> [AIM]: Return the whole listing, line for line, without the pictures in it.

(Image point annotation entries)
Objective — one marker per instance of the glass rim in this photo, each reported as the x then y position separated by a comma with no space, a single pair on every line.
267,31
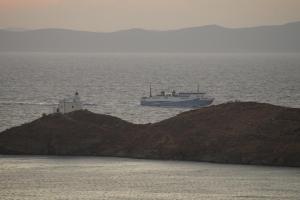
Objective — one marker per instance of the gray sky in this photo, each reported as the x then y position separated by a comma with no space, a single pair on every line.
111,15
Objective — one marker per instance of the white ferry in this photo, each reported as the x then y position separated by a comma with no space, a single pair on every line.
181,99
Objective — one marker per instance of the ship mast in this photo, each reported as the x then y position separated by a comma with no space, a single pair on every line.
150,91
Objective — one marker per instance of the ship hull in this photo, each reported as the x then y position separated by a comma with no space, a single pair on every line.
191,103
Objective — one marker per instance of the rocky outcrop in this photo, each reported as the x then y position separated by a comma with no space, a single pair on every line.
246,133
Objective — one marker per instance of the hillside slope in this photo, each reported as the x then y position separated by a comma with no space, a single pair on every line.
247,133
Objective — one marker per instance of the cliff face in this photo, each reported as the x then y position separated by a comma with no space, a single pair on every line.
248,133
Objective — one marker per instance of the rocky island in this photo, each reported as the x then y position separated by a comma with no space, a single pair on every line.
236,132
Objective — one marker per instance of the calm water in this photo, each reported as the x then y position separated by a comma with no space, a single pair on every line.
31,83
70,178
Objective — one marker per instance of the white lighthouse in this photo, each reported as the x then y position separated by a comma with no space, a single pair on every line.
67,105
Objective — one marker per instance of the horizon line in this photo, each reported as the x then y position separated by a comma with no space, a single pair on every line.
143,29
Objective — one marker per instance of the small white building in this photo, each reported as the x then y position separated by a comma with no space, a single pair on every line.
69,104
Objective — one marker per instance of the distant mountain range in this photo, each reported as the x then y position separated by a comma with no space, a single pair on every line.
212,38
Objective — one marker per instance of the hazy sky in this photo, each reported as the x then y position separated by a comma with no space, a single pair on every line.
110,15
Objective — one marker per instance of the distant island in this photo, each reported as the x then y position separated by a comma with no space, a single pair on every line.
210,39
237,132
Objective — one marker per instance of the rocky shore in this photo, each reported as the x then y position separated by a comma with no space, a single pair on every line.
239,132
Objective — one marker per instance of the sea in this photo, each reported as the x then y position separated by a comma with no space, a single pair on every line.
32,83
92,178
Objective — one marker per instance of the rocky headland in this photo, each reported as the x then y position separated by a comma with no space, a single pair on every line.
238,132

> [THE SOLUTION]:
Objective — one marker per instance of the glass rim in this photo, each reported as the x then y position separated by a comma with no space, a single pair on every line.
267,31
Objective — one marker per instance of the gray sky in this photo, each reported as the x then y position separated by a comma with no space, a single pair on every line.
111,15
Objective — one marker per instance of the white ferry in this photo, each reported as the x then y position separated by a comma with no space, a single pair on every line.
181,99
Objective — one marker per instance of the ship mast in this photo, each reported as the x then y position separated by a comma with no space, a single pair on every line.
150,91
Objective — one marker per instance of the ship hull in this photo, each reported as the x then y position separated by a comma with no space, a single pair on every line.
191,103
Objective — one marker per instance of the rocky outcrop in this photo, each reported as the x then y position separated by a comma with no space, a single pair on every line.
246,133
Objective — one marker per instance of the hillside slope in this photo, each reported as the x then y position separated by a comma with no space, a single pair on every line.
247,133
Objective — one marker per instance of the cliff face in this photo, each reported as the x then y position separated by a comma with no space, a single pair on every line.
248,133
Objective — one marker per instance of the rocky island in this photo, each reported as the x then y position separated by a comma with no space, a single pair on every line.
236,132
Objective — one marker per instance of the calm water in this photo, each reported as the x then y position separated by a comma with no space, a single pair on every line.
31,83
70,178
Objective — one marker per instance of the white lighthouse in this photo, each reported as the x then y position separated by a comma with no space, a single pair on every line.
67,105
Objective — one marker per instance of the horizon line in this photo, each reported as the x then y position separated by a comma with no space, a single pair on every line.
143,29
Objective — one marker per instance of the small white building in this photo, each reported as the x then y position separated by a comma with no space, a single pair on every line.
69,104
Objective — one marker per instance of the distant mountain range in this photo, each reported as the x then y position separated by a comma with no space, a single pair on every line.
212,38
Objective — one marker per instance of the hazy sky in this photo, each reported as the x then y position separated by a comma with no space, a single pair on every line.
110,15
Objective — one marker per instance of the distant island in this photo, each reported as the x then y position separated by a comma with no space, a single pair on every line.
210,39
237,132
Objective — one marker per instance of the rocky shore in this photo, each reported as the x then y position separated by a comma with no space, a single pair on every line.
239,132
Objective — one marker per instance of the sea in this photo, each reported as the x then y position separated by a comma with no space, a single pair on every line.
32,83
92,178
Objective — one marker per instance of the rocky headland in this photo, each reported as the x then y position separated by a comma with no space, a single pair on every line.
238,132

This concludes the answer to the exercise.